** START Entries supplied **
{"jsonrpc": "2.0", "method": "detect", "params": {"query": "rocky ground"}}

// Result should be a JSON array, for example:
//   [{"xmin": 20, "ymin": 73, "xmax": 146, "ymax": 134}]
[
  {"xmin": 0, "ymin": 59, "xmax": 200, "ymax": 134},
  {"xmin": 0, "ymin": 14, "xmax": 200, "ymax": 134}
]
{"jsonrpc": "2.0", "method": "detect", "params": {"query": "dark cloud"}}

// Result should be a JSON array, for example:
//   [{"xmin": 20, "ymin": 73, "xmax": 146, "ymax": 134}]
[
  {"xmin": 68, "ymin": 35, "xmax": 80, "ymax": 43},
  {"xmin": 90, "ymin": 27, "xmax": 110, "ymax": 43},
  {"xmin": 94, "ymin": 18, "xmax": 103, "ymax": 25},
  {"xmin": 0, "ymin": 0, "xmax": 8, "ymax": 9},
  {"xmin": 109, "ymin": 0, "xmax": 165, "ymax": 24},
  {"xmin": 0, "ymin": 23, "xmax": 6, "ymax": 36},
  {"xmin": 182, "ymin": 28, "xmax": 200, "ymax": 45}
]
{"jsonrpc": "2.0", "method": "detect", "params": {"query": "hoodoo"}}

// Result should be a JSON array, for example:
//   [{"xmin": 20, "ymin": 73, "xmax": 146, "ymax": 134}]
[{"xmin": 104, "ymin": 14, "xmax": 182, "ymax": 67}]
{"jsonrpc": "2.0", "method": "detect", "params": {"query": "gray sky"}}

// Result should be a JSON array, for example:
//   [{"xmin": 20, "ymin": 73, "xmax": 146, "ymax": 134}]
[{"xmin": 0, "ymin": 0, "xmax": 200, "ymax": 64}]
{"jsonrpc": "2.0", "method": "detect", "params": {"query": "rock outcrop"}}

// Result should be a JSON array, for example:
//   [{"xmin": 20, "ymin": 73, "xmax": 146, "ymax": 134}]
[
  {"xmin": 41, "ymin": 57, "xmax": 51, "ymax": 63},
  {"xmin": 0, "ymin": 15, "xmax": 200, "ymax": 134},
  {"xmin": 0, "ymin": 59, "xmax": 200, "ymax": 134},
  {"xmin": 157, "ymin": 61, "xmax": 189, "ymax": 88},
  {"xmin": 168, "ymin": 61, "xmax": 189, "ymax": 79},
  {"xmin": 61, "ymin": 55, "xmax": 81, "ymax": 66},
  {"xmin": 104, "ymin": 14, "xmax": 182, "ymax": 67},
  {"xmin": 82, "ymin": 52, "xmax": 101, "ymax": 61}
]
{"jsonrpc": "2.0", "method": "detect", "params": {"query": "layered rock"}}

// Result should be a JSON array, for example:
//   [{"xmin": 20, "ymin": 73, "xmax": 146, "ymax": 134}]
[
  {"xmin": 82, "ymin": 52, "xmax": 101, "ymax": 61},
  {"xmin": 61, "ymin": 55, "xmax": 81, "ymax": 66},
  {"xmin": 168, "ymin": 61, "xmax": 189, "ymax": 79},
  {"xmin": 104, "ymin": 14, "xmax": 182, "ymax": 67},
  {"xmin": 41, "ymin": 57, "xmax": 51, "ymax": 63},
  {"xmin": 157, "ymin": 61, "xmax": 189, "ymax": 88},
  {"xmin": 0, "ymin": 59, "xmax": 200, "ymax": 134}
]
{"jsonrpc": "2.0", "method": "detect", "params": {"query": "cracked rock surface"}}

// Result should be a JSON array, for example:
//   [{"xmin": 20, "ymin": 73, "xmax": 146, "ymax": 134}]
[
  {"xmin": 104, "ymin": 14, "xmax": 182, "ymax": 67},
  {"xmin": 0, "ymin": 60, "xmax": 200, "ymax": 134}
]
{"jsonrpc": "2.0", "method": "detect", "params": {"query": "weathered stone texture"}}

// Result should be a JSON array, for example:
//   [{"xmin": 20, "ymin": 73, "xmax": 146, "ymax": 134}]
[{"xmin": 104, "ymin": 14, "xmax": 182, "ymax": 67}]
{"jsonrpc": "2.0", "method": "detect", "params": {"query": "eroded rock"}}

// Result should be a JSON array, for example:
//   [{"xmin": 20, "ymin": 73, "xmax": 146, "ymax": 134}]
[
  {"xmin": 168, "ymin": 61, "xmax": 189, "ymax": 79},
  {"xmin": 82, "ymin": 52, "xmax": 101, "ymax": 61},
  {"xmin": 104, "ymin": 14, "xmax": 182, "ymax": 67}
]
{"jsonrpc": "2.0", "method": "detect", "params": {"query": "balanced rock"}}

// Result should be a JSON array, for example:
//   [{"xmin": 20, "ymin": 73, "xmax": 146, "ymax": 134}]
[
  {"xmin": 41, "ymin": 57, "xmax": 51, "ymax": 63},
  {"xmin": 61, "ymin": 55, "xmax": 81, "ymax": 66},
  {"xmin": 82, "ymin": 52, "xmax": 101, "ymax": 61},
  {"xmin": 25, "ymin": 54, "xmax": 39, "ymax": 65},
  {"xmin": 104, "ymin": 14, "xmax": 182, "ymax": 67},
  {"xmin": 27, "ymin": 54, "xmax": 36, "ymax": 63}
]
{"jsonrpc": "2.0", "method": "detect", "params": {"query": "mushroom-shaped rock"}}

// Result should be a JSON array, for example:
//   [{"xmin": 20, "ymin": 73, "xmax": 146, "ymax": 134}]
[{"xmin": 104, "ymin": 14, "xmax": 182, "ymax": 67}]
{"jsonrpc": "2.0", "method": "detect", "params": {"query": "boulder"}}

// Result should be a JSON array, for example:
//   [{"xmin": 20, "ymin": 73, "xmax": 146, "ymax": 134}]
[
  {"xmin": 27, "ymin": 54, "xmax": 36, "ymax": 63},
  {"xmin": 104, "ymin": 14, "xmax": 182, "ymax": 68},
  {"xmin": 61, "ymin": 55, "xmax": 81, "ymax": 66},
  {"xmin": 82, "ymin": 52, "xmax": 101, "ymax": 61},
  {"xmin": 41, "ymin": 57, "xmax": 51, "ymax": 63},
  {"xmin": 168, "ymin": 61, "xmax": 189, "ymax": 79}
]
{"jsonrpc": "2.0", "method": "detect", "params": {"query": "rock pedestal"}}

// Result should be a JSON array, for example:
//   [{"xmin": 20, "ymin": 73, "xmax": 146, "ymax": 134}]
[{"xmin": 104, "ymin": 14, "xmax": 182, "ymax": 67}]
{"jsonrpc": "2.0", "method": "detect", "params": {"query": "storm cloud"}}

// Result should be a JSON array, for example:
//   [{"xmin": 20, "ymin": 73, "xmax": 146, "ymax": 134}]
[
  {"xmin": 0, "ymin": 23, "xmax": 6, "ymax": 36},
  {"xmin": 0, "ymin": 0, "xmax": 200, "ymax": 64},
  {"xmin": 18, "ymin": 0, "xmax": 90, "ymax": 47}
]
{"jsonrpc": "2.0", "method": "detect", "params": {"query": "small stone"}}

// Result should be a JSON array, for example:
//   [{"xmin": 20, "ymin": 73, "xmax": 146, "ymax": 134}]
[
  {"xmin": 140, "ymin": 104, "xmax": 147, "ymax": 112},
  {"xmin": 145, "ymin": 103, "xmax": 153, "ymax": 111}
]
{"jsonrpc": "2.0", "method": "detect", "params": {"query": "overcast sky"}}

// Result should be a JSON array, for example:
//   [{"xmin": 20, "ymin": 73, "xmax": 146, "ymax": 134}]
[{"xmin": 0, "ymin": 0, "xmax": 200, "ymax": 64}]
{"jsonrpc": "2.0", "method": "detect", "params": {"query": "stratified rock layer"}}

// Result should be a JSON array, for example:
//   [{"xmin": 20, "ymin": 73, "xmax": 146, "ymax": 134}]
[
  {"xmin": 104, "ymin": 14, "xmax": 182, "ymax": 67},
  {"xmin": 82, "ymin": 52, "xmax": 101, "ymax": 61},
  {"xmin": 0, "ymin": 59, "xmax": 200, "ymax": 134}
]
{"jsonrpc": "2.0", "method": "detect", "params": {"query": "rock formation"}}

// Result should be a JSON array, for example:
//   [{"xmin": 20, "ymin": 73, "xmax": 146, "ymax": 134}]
** END Entries supplied **
### To do
Pull out every line above that contains the word "stone", copying each one in full.

### Answer in full
{"jsonrpc": "2.0", "method": "detect", "params": {"query": "weathered stone texture"}}
{"jsonrpc": "2.0", "method": "detect", "params": {"query": "small stone"}}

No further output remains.